[Page text]:
═══

Initial Considerations

Eight of the 10 studies supplied an adapted CBT for religious clients. However, one study randomized a secular treatment and a religiously adapted treatment for religious and non-religious clients (Razali et al., 2002), while another study included two atheist clients (one in the R-CBT group) (Armento, 2011). One of these studies reported a positive outcome only for religious clients (Razali et al., 2002). Seven of the 10 protocols explicitly instructed therapists to respect clients’ religious beliefs and opposed attempts to proselytize (Armento, 2011; Bowland et al., 2012; Koenig et al., 2015a, 2015b; Propst, 1980; Propst et al., 1992; Razali et al., 2002; Zhang et al., 2002). The goal of R-CBT is to use the client’s own religious beliefs, values, teachings, and practices to help resolve mental health issues. Therapists do not need to share the beliefs of their clients to administer spiritually adapted protocols.

Except for Bowland et al. (2012) and Propst (1980), all protocols were offered individually rather than in groups. In general, the duration of the sessions varied from 45 to 90 min, offered on a weekly basis, and the number of sessions varied from eight to 12 (Bowland et al., 2012; Ebrahimi et al., 2013; Koenig et al., 2015b; Pecheur & Edwards, 1984; Propst, 1980; Propst et al., 1992). Some protocols were briefer, consisting of two (Armento, 2011) to six sessions (Johnson & Ridley, 1992) over two (Armento, 2011) to three weeks (Johnson & Ridley, 1992). The protocol advocated by Zhang et al. (2002) consisted of one month of weekly sessions and five months of biweekly sessions. One study offered the intervention by phone and online (Koenig et al., 2015a, 2015b).

═══

[Questions to answer]:
a) Could you retype the R-CBT passage from "Except for Bowland" down to "al., 2015a, 2015b)."?
b) Does the R-CBT passage agree with each statement? Answer yes or no, quoting the deciding words.
(i) All of the protocols were offered individually.
(ii) Therapists must share their clients' beliefs to administer the adapted protocols.
(iii) One study offered the intervention by phone and online.
c) What does the R-CBT passage say in answer to each question?
(i) How many of the 10 studies supplied an adapted CBT for religious clients?
(ii) For how many months did the Zhang et al. (2002) protocol hold biweekly sessions?
(iii) How many of the 10 protocols explicitly instructed therapists to respect clients' religious beliefs?
The lines that come after the R-CBT passage have nothing to do with it.

═══

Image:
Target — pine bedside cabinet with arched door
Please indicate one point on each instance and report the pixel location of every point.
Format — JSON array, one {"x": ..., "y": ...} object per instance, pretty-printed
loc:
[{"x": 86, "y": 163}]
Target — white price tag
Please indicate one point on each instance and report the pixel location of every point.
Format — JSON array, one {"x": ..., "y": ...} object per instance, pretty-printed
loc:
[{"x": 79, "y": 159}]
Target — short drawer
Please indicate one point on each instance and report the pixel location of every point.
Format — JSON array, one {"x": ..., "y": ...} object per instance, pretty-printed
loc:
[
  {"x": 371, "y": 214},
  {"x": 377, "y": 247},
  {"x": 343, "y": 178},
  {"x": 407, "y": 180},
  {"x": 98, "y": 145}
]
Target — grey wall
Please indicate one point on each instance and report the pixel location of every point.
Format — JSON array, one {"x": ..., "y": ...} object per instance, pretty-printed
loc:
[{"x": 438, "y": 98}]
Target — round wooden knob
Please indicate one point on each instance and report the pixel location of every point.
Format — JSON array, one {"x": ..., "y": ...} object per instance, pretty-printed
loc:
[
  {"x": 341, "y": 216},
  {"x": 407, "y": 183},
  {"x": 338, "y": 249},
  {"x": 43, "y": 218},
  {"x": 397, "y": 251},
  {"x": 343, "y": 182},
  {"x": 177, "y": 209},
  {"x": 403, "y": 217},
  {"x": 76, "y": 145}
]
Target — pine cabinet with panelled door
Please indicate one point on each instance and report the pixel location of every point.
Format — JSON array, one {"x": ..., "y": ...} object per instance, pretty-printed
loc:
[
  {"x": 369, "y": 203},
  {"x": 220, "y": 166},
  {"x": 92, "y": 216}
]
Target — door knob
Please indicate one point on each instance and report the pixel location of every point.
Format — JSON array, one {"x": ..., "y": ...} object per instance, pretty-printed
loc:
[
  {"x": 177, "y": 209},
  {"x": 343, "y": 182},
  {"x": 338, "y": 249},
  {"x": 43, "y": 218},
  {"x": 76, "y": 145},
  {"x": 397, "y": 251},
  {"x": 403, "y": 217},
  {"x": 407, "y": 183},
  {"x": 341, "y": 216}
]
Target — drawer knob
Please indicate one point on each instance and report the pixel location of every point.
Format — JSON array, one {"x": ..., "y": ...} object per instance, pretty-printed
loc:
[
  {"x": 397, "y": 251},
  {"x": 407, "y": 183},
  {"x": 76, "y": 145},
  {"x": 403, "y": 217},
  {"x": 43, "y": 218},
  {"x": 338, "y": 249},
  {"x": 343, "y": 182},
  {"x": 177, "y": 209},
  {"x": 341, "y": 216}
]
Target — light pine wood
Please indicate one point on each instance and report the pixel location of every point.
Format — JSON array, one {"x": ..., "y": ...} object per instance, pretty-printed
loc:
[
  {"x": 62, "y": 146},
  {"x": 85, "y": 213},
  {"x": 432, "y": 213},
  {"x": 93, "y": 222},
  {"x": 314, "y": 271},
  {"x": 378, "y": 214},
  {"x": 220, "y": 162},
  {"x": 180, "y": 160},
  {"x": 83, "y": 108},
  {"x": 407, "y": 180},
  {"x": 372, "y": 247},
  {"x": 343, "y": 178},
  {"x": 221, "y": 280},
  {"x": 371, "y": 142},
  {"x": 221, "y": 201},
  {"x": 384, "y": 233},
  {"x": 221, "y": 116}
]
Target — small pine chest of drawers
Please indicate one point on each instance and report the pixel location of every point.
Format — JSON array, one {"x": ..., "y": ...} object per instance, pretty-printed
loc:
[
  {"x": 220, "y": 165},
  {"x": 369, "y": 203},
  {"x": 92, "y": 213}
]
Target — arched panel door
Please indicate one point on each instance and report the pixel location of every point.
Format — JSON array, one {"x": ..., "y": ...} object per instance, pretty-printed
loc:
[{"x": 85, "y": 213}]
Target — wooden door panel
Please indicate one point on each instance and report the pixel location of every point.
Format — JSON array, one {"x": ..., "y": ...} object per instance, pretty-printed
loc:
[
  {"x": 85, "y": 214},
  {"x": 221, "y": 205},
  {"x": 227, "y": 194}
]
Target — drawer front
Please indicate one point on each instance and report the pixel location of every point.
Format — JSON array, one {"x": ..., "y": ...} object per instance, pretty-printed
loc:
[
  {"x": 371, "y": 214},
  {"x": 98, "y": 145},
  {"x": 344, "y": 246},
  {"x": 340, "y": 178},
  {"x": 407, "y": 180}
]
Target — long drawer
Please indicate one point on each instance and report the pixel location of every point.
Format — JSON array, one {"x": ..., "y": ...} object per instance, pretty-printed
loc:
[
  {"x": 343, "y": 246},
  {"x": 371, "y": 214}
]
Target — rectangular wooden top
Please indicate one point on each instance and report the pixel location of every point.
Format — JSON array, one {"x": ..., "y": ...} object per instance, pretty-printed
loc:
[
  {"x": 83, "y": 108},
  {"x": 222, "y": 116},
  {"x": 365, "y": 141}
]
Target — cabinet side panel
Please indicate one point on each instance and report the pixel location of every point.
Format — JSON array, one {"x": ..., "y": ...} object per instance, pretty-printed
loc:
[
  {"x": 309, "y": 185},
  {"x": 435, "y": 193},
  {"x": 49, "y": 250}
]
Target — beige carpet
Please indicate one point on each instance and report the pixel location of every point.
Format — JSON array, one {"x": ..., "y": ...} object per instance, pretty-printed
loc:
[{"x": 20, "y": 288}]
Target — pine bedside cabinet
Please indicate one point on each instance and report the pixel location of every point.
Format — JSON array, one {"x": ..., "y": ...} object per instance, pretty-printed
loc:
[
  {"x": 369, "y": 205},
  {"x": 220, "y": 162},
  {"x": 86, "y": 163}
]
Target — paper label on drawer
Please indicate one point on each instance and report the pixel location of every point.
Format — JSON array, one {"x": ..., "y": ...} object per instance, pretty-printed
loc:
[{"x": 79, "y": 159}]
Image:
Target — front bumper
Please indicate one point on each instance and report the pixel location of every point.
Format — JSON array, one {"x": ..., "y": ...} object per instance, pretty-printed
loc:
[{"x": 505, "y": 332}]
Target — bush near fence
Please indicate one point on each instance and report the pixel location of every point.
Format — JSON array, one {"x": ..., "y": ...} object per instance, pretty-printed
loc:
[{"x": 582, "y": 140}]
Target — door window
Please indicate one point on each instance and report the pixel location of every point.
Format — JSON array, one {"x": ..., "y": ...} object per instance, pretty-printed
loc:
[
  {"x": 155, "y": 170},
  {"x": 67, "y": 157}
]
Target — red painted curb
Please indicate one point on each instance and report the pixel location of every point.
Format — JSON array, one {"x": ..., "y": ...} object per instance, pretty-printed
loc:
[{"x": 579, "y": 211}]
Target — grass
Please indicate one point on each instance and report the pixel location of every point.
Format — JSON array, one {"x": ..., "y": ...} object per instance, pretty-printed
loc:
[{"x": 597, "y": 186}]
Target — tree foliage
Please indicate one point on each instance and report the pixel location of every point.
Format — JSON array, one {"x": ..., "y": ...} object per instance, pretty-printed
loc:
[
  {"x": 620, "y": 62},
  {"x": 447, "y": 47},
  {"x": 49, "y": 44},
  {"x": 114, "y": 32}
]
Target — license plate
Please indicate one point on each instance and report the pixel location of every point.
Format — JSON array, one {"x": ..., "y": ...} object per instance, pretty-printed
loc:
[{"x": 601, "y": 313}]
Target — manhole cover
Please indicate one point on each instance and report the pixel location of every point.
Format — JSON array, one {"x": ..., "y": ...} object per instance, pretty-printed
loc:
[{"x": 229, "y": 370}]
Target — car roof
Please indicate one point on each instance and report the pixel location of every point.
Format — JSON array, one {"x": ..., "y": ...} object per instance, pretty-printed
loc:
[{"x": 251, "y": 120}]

═══

[Your responses]:
a)
Except for Bowland et al. (2012) and Propst (1980), all protocols were offered individually rather than in groups. In general, the duration of the sessions varied from 45 to 90 min, offered on a weekly basis, and the number of sessions varied from eight to 12 (Bowland et al., 2012; Ebrahimi et al., 2013; Koenig et al., 2015b; Pecheur & Edwards, 1984; Propst, 1980; Propst et al., 1992). Some protocols were briefer, consisting of two (Armento, 2011) to six sessions (Johnson & Ridley, 1992) over two (Armento, 2011) to three weeks (Johnson & Ridley, 1992). The protocol advocated by Zhang et al. (2002) consisted of one month of weekly sessions and five months of biweekly sessions. One study offered the intervention by phone and online (Koenig et al., 2015a, 2015b).

b)
(i) No: "Except for Bowland et al. (2012) and Propst (1980), all protocols were offered individually rather than in groups."
(ii) No: "Therapists do not need to share the beliefs of their clients to administer spiritually adapted protocols."
(iii) Yes: "One study offered the intervention by phone and online (Koenig et al., 2015a, 2015b)."

c)
(i) Eight.
(ii) Five months.
(iii) Seven.